[Dataset records]
....
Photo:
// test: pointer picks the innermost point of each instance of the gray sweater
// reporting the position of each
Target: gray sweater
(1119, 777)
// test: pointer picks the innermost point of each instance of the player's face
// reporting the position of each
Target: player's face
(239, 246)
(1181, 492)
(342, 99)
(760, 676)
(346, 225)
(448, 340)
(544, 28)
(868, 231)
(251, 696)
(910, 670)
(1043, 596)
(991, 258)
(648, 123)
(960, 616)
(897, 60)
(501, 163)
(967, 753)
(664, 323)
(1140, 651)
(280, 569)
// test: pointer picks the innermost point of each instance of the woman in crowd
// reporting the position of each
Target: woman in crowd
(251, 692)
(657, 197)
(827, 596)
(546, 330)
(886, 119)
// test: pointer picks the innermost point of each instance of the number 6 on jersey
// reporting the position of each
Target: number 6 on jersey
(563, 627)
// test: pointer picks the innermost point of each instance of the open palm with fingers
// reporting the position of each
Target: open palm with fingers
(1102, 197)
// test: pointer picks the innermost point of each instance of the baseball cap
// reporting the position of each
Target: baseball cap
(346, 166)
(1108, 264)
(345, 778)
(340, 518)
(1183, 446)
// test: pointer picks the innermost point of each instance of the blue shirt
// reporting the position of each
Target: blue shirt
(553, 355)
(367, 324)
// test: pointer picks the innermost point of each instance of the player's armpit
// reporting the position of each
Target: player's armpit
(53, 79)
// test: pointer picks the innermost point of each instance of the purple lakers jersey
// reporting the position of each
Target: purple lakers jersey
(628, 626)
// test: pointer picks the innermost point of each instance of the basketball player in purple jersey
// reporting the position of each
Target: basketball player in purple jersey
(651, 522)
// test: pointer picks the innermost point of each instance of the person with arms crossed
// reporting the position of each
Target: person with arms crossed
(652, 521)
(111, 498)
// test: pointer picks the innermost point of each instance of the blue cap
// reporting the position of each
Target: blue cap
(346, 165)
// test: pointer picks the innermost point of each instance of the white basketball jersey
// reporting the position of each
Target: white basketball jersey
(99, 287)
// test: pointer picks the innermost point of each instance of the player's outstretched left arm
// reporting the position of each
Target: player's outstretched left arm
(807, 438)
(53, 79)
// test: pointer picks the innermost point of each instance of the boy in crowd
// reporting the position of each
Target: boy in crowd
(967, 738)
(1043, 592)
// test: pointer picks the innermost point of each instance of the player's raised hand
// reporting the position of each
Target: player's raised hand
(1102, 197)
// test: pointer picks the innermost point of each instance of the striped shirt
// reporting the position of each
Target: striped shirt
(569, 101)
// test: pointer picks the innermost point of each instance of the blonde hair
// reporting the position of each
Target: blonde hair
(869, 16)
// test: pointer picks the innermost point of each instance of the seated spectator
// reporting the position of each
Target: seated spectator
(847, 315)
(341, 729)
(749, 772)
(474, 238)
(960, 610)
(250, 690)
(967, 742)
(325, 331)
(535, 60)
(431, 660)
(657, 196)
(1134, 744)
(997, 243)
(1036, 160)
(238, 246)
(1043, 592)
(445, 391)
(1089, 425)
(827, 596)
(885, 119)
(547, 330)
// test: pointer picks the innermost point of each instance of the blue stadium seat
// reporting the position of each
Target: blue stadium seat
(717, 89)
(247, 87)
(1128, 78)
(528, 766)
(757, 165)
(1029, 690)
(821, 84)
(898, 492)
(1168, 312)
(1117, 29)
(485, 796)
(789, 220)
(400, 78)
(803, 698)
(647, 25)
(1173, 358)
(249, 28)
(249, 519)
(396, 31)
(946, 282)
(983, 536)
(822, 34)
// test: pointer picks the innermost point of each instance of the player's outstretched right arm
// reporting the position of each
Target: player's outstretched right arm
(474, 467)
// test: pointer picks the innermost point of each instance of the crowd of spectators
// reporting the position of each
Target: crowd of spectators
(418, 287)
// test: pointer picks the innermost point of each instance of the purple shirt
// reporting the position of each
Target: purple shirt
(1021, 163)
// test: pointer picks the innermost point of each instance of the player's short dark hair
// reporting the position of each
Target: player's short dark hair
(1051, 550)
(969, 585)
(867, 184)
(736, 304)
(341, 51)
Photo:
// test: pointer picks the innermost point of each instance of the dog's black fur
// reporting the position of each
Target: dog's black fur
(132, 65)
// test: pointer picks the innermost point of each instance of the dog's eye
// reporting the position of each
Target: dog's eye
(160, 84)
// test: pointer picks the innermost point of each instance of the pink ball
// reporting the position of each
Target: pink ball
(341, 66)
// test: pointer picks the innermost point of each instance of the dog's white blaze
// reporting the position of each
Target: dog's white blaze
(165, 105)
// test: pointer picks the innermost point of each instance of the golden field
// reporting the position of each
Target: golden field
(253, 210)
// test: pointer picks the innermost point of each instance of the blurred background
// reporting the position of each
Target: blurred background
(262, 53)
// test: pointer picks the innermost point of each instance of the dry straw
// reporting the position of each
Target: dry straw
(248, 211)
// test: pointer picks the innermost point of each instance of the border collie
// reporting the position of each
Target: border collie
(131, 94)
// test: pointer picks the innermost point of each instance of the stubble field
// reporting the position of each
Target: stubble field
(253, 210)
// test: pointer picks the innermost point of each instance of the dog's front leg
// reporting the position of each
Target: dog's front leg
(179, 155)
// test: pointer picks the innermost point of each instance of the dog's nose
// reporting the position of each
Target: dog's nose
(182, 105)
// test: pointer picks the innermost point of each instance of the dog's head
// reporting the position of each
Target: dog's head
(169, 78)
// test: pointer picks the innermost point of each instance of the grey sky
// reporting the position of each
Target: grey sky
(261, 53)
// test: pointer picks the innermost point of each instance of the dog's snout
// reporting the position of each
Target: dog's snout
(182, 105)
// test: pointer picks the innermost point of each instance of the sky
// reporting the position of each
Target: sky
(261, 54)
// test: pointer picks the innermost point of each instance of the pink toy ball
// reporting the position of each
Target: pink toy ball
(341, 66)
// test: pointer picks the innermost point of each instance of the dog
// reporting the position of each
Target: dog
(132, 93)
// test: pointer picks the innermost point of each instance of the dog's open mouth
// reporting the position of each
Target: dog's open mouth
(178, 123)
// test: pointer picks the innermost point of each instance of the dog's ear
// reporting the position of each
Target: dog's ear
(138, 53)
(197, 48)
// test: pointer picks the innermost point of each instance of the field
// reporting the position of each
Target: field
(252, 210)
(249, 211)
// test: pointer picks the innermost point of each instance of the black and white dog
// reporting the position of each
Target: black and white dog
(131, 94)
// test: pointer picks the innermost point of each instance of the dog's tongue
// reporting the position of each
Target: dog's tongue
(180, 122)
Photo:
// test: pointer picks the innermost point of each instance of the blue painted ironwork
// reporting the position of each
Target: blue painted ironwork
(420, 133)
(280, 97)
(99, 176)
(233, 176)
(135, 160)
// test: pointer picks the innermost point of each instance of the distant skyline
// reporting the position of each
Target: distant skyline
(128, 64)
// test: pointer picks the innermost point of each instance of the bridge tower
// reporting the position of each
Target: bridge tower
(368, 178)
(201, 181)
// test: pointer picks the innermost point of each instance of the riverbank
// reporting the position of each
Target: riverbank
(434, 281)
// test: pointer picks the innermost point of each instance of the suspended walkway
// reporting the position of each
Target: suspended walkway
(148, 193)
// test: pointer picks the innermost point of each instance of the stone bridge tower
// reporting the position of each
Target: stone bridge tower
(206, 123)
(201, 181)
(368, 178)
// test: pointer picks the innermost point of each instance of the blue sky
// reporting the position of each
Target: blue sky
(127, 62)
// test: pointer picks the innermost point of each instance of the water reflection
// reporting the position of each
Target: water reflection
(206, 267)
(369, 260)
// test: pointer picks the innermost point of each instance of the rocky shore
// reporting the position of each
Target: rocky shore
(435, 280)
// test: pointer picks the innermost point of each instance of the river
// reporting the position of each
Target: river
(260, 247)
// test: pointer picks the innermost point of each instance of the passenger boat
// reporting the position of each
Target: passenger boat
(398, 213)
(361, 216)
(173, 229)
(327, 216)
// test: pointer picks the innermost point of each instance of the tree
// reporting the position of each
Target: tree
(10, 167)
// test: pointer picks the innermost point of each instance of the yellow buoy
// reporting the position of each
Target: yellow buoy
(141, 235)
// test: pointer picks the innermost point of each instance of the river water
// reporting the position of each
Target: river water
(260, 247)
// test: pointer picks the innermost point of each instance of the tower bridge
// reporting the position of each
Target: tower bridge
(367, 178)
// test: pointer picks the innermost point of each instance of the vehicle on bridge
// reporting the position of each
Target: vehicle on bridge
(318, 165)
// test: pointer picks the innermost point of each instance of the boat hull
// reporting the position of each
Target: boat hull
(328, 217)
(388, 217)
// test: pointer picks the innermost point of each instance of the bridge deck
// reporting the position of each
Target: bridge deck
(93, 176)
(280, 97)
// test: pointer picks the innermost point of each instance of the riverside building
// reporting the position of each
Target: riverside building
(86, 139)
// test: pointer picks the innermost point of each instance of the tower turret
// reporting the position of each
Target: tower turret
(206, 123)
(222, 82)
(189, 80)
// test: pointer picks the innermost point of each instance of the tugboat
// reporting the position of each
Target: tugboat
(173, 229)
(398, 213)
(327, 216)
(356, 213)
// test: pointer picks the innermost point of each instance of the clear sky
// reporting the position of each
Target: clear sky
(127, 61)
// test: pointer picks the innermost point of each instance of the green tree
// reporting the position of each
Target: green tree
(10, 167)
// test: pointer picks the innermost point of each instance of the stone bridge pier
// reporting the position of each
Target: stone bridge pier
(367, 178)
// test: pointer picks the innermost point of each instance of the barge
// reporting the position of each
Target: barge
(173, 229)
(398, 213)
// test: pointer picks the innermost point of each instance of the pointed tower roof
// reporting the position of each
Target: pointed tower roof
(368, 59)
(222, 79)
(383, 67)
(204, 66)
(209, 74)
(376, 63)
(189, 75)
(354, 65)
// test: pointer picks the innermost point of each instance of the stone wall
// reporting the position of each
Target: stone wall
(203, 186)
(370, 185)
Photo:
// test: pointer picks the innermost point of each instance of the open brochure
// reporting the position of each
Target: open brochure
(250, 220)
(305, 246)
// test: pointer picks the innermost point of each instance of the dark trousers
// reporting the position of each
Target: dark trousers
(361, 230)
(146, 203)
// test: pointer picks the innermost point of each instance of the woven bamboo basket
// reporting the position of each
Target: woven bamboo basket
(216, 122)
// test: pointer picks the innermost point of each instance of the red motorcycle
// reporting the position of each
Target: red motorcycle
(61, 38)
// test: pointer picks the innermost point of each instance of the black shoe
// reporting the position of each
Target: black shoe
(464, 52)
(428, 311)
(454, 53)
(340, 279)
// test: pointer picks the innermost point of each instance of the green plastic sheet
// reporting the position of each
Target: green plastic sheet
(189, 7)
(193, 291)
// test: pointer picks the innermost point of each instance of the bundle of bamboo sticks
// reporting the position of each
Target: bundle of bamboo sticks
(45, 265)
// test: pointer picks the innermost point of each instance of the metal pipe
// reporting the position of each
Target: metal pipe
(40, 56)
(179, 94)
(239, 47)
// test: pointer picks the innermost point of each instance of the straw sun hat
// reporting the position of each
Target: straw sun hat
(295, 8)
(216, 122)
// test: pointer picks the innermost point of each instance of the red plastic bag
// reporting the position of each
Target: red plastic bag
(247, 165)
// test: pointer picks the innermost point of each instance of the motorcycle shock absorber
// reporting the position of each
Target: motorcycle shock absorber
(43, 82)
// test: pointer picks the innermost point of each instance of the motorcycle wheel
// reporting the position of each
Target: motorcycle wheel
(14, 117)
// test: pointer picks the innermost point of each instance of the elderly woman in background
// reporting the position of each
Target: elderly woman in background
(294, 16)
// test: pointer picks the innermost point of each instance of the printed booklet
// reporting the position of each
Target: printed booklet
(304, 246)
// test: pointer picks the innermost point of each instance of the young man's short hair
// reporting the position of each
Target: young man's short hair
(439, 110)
....
*WORK TO COMPLETE:*
The response should be an exact copy of the lines from the one with "the red plastic bag" through the end of the data, with no other text.

*ANSWER SPACE:*
// test: pointer picks the innermost point of each instance of the red plastic bag
// reporting the position of each
Target: red plastic bag
(247, 165)
// test: pointer picks the innermost point of each instance of the motorcycle shock absorber
// reporting the position of each
Target: motorcycle shock absorber
(43, 82)
// test: pointer picks the innermost point of each instance of the motorcycle wheel
// reporting the position of each
Target: motorcycle wheel
(14, 117)
// test: pointer picks the innermost point of each instance of the elderly woman in background
// reporting the position of each
Target: elderly woman in background
(294, 16)
// test: pointer picks the innermost point of each instance of the printed booklet
// reporting the position of each
Target: printed booklet
(304, 246)
// test: pointer picks the innermost point of each instance of the young man's short hair
// reporting the position of each
Target: young man's short hair
(439, 110)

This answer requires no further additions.